### Request
Summarize the patch message below in two sentences.

### Quoted passage
◇ ◇ ◇

From 703db79b8efc5be3d9d1517e7b0a04806366c07a Mon Sep 17 00:00:00 2001
From: =?utf8?q?=EA=B9=80=EC=88=98=EC=A7=84/On-Device=20Lab=28SR=29/Enginee?=
 =?utf8?q?r/=EC=82=BC=EC=84=B1=EC=A0=84=EC=9E=90?= <sjsujin.kim@samsung.com>
Date: Tue, 19 Feb 2019 10:11:39 +0900
Subject: [PATCH] [neurun] Use legacy tflite method in ConvolutionLayer for cpu
 (#4416)

As we've updated the tensorflow to v1.12, `ConvolutionLayer` kernel for `cpu` was updated.

However,`ConvolutionLayer` of cpu kernel for `quant8` makes wrong matching results when running genereated tests.
Legacy methods of that work well for `quant8`.

`Android NN` master barnch Conv2D also keep using legacy methods.
For consistency and being useful to support `quant8`, we can use legacy methods instead of newly added methods.

(Added TODO comment about changing to new version)

◇ ◇ ◇

### Items

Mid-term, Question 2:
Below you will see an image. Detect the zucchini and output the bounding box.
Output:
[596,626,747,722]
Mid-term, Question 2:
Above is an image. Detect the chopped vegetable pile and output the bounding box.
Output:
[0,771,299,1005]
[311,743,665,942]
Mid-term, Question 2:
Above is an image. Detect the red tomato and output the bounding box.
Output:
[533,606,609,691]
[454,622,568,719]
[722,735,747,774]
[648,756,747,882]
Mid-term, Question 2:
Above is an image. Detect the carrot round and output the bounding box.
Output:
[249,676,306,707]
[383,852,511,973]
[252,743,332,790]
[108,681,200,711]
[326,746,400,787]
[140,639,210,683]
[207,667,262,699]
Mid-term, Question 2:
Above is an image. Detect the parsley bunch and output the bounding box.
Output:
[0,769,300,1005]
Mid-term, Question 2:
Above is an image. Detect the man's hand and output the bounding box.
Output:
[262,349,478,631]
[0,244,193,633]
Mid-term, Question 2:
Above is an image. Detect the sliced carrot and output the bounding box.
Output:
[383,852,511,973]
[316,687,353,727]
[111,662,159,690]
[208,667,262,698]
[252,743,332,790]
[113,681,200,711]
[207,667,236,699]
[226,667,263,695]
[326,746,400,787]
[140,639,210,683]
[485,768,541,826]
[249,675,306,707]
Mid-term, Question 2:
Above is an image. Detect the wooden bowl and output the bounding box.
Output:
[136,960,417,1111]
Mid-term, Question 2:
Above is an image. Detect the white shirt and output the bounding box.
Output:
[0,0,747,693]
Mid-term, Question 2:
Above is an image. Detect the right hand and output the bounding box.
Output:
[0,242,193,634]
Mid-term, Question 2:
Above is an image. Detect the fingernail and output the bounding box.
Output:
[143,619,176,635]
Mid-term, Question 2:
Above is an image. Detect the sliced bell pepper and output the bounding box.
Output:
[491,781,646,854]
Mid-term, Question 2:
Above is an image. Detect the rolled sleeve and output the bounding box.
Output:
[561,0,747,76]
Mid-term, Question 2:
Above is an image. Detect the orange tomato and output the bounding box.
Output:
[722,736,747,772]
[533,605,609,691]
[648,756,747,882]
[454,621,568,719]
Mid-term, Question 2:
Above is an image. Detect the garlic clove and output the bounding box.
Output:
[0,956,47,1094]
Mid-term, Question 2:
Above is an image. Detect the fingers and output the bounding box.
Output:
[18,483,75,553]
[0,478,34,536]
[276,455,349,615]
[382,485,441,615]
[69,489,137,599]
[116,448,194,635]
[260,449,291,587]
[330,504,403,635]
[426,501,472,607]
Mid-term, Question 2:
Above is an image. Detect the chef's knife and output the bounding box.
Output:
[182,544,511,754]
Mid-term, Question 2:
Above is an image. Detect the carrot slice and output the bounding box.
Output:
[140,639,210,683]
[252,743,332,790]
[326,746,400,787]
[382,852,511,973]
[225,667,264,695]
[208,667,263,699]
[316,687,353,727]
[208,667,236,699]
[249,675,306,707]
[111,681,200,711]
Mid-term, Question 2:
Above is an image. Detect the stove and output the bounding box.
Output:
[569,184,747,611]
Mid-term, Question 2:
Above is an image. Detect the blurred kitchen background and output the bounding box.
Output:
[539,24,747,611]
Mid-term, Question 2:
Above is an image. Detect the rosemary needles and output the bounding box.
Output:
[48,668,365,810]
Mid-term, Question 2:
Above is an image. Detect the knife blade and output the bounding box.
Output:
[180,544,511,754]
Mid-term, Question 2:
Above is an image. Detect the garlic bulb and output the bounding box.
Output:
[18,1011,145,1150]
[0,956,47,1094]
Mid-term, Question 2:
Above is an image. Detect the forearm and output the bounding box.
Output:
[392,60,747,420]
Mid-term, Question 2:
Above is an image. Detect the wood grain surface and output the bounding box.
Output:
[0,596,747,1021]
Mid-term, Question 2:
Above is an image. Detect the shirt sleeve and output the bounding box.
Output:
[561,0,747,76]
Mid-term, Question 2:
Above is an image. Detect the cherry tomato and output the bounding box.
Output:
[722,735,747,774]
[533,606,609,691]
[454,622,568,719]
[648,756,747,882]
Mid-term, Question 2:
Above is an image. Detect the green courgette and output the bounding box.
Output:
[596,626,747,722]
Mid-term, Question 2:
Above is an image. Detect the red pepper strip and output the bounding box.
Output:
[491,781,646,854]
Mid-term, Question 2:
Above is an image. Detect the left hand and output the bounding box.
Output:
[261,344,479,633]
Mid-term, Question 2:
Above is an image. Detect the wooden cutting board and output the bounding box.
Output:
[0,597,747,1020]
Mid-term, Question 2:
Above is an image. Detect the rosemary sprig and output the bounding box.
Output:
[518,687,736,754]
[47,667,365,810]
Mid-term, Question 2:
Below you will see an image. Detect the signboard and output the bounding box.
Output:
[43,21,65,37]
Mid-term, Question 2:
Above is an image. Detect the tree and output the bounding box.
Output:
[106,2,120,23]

◇ ◇ ◇

### Task response
After TensorFlow was updated to v1.12, the updated `cpu` kernel for `ConvolutionLayer` produced wrong matching results for `quant8` in generated tests, while the legacy methods work well. Because the Android NN master branch Conv2D also keeps using legacy methods, the patch uses the legacy methods for consistency and `quant8` support, and it adds a TODO comment about changing to the new version.